■ **Excerpted text**
Mom was a good looking woman, proud of her appearance and extremely figure conscious. She kept her weight down by going on a diet of Carters Little Liver Pills and Epsom Salts. Weird or what?
She loved men, and I don’t use that word loosely. During the war she worked as a bus conductress and rumour had it that before she started her duty she could be found in the garage on the upper deck of a bus with some man or other. She was later known as the local nymphomaniac who performed with any man, anywhere, any time. At home Dad moved into the spare bedroom; I later learned from his sisters that he had been advised to do so by his doctor who said Mom’s sexual desires would kill him sooner or later. In fact, Dad died of heart failure (yesterday was the anniversary of his death) when he was a mere 54 years of age so perhaps the doctor was right.
To gain attention Mom repeatedly overdosed on painkillers or whatever tablets were available. Each time she was whipped into hospital to have her stomach pumped. I was present during one of those pumping operations and I can assure you that it’s not a pretty sight. I fail to understand how anyone would want to go through that more than once.
Mom was a nurse and she knew how much poison to take without killing herself. She was crafty too. She would take an overdose, then ring someone to say what she’d done. That way the ambulance would get to her quickly. I’ve known her overdose during one of her famous house parties simply because someone didn’t play a particular record she wanted. I guess it was designed to make folk feel guilty but don’t you think overdosing was taking it a bit too far?

■ **Records supplied**

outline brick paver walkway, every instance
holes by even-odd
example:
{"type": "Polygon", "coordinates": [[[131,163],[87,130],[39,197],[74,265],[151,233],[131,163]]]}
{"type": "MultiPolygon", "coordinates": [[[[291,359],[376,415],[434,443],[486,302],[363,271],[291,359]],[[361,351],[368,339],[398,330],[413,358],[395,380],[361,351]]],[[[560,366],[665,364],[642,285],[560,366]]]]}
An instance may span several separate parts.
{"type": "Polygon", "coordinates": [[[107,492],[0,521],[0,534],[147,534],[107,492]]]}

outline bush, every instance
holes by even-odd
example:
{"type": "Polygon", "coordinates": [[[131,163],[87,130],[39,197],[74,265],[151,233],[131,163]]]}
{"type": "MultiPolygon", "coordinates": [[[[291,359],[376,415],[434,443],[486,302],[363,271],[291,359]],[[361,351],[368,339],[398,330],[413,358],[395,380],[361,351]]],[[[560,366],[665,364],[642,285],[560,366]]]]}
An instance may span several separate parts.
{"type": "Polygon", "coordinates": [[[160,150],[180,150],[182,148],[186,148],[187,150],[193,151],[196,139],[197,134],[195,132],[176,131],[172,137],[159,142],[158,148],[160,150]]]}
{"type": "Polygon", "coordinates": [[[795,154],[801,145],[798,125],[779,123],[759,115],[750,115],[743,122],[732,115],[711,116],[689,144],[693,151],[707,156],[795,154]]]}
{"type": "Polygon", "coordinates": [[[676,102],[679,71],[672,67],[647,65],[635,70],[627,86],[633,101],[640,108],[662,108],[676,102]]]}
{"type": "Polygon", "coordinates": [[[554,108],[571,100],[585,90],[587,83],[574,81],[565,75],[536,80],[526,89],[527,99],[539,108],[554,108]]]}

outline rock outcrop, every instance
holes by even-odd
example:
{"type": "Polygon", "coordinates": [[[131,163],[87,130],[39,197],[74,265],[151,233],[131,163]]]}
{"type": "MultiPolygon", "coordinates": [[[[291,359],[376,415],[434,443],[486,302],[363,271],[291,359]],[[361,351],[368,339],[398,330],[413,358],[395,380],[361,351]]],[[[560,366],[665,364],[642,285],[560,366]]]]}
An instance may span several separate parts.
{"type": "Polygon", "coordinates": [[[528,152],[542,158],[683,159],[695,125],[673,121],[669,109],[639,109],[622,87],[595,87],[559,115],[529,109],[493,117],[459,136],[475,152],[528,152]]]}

■ **Task item**
Repeat word for word the passage in the excerpt about Mom from "Mom was a good" up to and including "Weird or what?". The records come from a different source than the text.

■ **Solved problem**
Mom was a good looking woman, proud of her appearance and extremely figure conscious. She kept her weight down by going on a diet of Carters Little Liver Pills and Epsom Salts. Weird or what?